-- Exercise aim --
Write out the listing exactly as it is given.

Exercise data: Begin

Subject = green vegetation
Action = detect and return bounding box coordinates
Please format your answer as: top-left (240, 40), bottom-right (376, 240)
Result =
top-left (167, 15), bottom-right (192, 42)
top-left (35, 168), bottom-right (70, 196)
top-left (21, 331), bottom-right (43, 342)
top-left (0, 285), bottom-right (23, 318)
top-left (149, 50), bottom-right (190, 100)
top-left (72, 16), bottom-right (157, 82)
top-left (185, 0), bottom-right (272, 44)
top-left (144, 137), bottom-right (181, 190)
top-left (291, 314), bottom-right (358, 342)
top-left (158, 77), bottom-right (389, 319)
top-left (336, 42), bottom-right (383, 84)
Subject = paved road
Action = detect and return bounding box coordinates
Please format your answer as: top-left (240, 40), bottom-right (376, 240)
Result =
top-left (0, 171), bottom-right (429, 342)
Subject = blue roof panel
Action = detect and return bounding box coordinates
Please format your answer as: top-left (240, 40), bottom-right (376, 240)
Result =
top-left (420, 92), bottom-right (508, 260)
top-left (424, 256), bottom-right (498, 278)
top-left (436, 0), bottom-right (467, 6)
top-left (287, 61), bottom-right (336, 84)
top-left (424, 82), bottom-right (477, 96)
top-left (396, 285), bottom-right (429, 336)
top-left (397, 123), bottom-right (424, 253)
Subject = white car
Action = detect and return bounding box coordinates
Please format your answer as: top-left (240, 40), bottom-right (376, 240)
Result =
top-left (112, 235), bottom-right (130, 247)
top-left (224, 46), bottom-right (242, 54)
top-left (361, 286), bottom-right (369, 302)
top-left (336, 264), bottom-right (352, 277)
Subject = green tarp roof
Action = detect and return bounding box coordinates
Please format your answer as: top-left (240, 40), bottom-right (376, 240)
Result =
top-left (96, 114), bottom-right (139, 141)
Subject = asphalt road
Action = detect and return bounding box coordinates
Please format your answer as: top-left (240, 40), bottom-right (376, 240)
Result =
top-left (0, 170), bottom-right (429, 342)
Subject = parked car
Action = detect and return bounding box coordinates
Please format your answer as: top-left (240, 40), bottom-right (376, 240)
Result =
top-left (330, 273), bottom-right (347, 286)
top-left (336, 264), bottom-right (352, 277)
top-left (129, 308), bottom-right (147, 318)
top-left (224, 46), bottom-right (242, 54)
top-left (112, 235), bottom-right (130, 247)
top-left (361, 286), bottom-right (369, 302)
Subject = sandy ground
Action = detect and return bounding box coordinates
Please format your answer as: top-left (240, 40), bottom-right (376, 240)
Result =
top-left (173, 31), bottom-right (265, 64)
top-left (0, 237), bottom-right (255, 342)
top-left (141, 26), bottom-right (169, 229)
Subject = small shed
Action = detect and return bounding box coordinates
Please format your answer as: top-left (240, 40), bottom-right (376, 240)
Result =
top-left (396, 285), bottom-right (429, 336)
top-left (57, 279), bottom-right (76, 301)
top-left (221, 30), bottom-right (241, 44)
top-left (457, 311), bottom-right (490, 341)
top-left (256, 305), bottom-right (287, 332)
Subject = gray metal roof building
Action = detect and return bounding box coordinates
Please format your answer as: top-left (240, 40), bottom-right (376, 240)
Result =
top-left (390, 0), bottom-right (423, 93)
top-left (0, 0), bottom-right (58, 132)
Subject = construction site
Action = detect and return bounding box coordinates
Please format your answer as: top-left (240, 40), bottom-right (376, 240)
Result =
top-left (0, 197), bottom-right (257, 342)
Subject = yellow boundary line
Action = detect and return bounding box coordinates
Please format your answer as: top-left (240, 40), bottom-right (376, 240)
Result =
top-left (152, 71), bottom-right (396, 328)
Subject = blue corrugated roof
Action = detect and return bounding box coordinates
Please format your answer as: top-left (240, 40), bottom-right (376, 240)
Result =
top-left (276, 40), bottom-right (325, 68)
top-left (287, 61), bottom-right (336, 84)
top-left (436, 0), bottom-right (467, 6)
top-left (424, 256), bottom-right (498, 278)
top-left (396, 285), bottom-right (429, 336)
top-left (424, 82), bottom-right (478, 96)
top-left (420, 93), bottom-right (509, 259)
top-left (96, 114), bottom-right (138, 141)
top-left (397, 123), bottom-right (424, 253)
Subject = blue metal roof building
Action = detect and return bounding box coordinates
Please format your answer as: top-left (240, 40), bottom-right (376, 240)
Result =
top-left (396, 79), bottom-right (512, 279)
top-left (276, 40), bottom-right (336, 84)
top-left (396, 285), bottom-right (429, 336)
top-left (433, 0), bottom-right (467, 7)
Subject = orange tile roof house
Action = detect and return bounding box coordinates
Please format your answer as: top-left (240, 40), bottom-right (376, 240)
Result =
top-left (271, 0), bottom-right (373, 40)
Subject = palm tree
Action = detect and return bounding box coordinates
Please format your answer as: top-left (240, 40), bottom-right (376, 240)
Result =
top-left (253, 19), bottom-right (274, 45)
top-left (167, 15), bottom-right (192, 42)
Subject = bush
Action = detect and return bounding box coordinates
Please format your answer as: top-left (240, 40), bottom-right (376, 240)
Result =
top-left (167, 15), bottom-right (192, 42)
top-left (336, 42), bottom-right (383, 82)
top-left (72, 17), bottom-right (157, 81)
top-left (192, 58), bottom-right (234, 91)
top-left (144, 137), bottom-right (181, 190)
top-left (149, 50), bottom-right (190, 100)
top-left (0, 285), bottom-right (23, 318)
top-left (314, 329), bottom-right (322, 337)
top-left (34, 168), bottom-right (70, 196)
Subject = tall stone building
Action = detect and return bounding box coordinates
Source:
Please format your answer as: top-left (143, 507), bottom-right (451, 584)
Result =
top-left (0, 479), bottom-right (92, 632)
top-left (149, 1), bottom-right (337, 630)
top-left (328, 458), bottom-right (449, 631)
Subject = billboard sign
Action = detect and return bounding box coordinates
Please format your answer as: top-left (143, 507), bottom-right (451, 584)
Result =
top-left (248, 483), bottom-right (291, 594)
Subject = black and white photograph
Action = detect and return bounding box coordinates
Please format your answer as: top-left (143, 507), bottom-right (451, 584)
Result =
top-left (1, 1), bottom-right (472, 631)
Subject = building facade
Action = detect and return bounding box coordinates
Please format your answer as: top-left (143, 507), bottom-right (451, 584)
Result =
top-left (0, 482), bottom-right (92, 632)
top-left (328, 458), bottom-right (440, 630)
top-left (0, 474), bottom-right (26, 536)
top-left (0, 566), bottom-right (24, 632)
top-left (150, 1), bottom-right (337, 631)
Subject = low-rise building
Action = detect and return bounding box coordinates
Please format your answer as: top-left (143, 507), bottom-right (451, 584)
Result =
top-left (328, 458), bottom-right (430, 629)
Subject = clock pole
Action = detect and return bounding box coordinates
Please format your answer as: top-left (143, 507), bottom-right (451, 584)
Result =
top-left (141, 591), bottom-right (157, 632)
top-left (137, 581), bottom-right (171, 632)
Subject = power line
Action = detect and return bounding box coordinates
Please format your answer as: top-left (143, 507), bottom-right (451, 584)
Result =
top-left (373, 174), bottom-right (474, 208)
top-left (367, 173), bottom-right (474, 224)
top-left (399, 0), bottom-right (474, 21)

Exercise data: End

-- Output --
Subject = green vegetation
Action = detect and return bounding box coordinates
Please format your answer as: top-left (240, 40), bottom-right (376, 240)
Result =
top-left (167, 15), bottom-right (192, 42)
top-left (35, 168), bottom-right (70, 196)
top-left (21, 331), bottom-right (43, 342)
top-left (0, 285), bottom-right (23, 318)
top-left (149, 50), bottom-right (190, 100)
top-left (72, 16), bottom-right (157, 82)
top-left (185, 0), bottom-right (272, 44)
top-left (144, 137), bottom-right (181, 190)
top-left (291, 314), bottom-right (358, 342)
top-left (158, 77), bottom-right (389, 319)
top-left (336, 42), bottom-right (383, 84)
Subject = paved road
Action = detect and return bounding box coordinates
Please format your answer as: top-left (240, 40), bottom-right (376, 240)
Result =
top-left (0, 171), bottom-right (429, 342)
Subject = blue roof panel
Action = detect and return bounding box coordinates
Please format your answer as: top-left (240, 40), bottom-right (376, 240)
Result =
top-left (420, 92), bottom-right (508, 260)
top-left (424, 256), bottom-right (498, 278)
top-left (436, 0), bottom-right (467, 6)
top-left (287, 61), bottom-right (336, 84)
top-left (424, 82), bottom-right (477, 96)
top-left (396, 285), bottom-right (429, 336)
top-left (397, 123), bottom-right (424, 253)
Subject = white car
Action = detect and return bounding box coordinates
Please format your answer as: top-left (240, 40), bottom-right (376, 240)
Result =
top-left (112, 235), bottom-right (130, 247)
top-left (224, 46), bottom-right (242, 54)
top-left (361, 286), bottom-right (369, 302)
top-left (336, 264), bottom-right (352, 277)
Subject = green tarp roof
Action = detect and return bounding box coordinates
Please format your answer as: top-left (240, 40), bottom-right (376, 240)
Result =
top-left (96, 114), bottom-right (139, 141)
Subject = asphalt road
Action = detect and return bounding box coordinates
Please format your answer as: top-left (240, 40), bottom-right (376, 240)
Result =
top-left (0, 170), bottom-right (429, 342)
Subject = parked car
Action = detect and return bounding box coordinates
Please format your answer as: top-left (240, 40), bottom-right (376, 240)
Result =
top-left (330, 273), bottom-right (347, 286)
top-left (336, 264), bottom-right (352, 277)
top-left (129, 308), bottom-right (147, 318)
top-left (224, 46), bottom-right (242, 54)
top-left (112, 235), bottom-right (130, 247)
top-left (361, 286), bottom-right (369, 302)
Subject = sandy ground
Action = detect and return bounding box coordinates
Please format your answer as: top-left (240, 40), bottom-right (376, 240)
Result =
top-left (173, 31), bottom-right (265, 64)
top-left (0, 237), bottom-right (255, 342)
top-left (141, 26), bottom-right (169, 229)
Subject = small shed
Action = detect and return bounding box coordinates
Please format your answer as: top-left (240, 40), bottom-right (376, 240)
Result =
top-left (396, 285), bottom-right (429, 336)
top-left (57, 279), bottom-right (76, 301)
top-left (221, 30), bottom-right (241, 44)
top-left (457, 311), bottom-right (490, 341)
top-left (256, 305), bottom-right (287, 332)
Subject = gray metal roof building
Action = detect and return bounding box coordinates
Please format your answer as: top-left (240, 40), bottom-right (376, 240)
Result =
top-left (390, 0), bottom-right (423, 93)
top-left (0, 0), bottom-right (58, 132)
Subject = construction site
Action = detect and return bounding box coordinates
Please format your answer as: top-left (240, 40), bottom-right (376, 240)
Result =
top-left (0, 197), bottom-right (257, 342)
Subject = yellow boundary line
Action = detect and return bounding box coordinates
Please format your answer as: top-left (240, 40), bottom-right (376, 240)
Result =
top-left (152, 71), bottom-right (396, 328)
Subject = blue corrugated roof
Action = detect and return bounding box coordinates
Please format your answer as: top-left (240, 40), bottom-right (376, 240)
Result =
top-left (276, 40), bottom-right (325, 68)
top-left (287, 61), bottom-right (336, 84)
top-left (436, 0), bottom-right (467, 6)
top-left (424, 256), bottom-right (498, 278)
top-left (396, 285), bottom-right (429, 336)
top-left (424, 82), bottom-right (478, 96)
top-left (420, 93), bottom-right (509, 259)
top-left (96, 114), bottom-right (138, 141)
top-left (397, 123), bottom-right (424, 253)
Subject = blue metal roof building
Action = detect and return bounding box coordinates
Please format your answer as: top-left (240, 40), bottom-right (376, 240)
Result =
top-left (396, 79), bottom-right (512, 279)
top-left (276, 40), bottom-right (336, 84)
top-left (396, 285), bottom-right (429, 336)
top-left (433, 0), bottom-right (467, 7)
Subject = orange tile roof house
Action = detect and return bounding box coordinates
Please format your answer as: top-left (240, 40), bottom-right (376, 240)
Result =
top-left (271, 0), bottom-right (373, 40)
Subject = palm tree
Action = detect and return bounding box coordinates
Please format your answer as: top-left (240, 40), bottom-right (376, 240)
Result =
top-left (253, 19), bottom-right (274, 45)
top-left (167, 15), bottom-right (192, 42)
Subject = bush
Action = detect and return bounding box coordinates
Please format your answer as: top-left (240, 40), bottom-right (376, 240)
Result =
top-left (167, 15), bottom-right (192, 42)
top-left (336, 42), bottom-right (383, 82)
top-left (72, 17), bottom-right (157, 81)
top-left (192, 58), bottom-right (234, 91)
top-left (144, 137), bottom-right (181, 190)
top-left (149, 50), bottom-right (190, 100)
top-left (0, 285), bottom-right (23, 318)
top-left (314, 329), bottom-right (322, 337)
top-left (34, 168), bottom-right (70, 196)
Subject = tall stone building
Action = detect and return bounding box coordinates
Source:
Please format your answer as: top-left (143, 507), bottom-right (451, 584)
Result =
top-left (0, 479), bottom-right (92, 632)
top-left (149, 1), bottom-right (337, 630)
top-left (328, 458), bottom-right (449, 631)
Subject = billboard sign
Action = detect and return bounding box coordinates
Please format your answer as: top-left (143, 507), bottom-right (451, 584)
Result =
top-left (248, 483), bottom-right (291, 594)
Subject = black and white photograph
Action = detect and return bounding box coordinates
Please format your answer as: top-left (143, 507), bottom-right (451, 584)
Result =
top-left (1, 1), bottom-right (472, 631)
Subject = building facade
Action = detect and return bounding box coordinates
Please format your answer as: top-left (143, 507), bottom-right (451, 584)
Result =
top-left (0, 482), bottom-right (92, 632)
top-left (328, 458), bottom-right (440, 630)
top-left (0, 474), bottom-right (26, 536)
top-left (0, 566), bottom-right (24, 632)
top-left (150, 1), bottom-right (337, 631)
Subject = low-rise building
Action = detect and return bounding box coordinates
Please format your answer as: top-left (143, 507), bottom-right (451, 584)
Result =
top-left (328, 458), bottom-right (430, 629)
Subject = clock pole
Action = detect and return bounding box coordinates
Please format your answer as: top-left (143, 507), bottom-right (451, 584)
Result =
top-left (141, 591), bottom-right (157, 632)
top-left (137, 581), bottom-right (171, 632)
Subject = power line
Action = detect and return bounding box coordinates
Please format your answer as: top-left (143, 507), bottom-right (451, 584)
Result =
top-left (373, 174), bottom-right (474, 208)
top-left (367, 173), bottom-right (474, 224)
top-left (399, 0), bottom-right (474, 21)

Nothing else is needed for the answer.